-- START Entries --

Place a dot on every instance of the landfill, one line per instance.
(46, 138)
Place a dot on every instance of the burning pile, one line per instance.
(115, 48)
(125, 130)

-- END Entries --

• **Request**
Output each line from the one containing "Place a dot on every instance of the burning" through the end of the material, both ends included, as a numbered list with blank lines omitted.

• **Answer in full**
1. Place a dot on every instance of the burning pile, one line per instance.
2. (115, 48)
3. (125, 130)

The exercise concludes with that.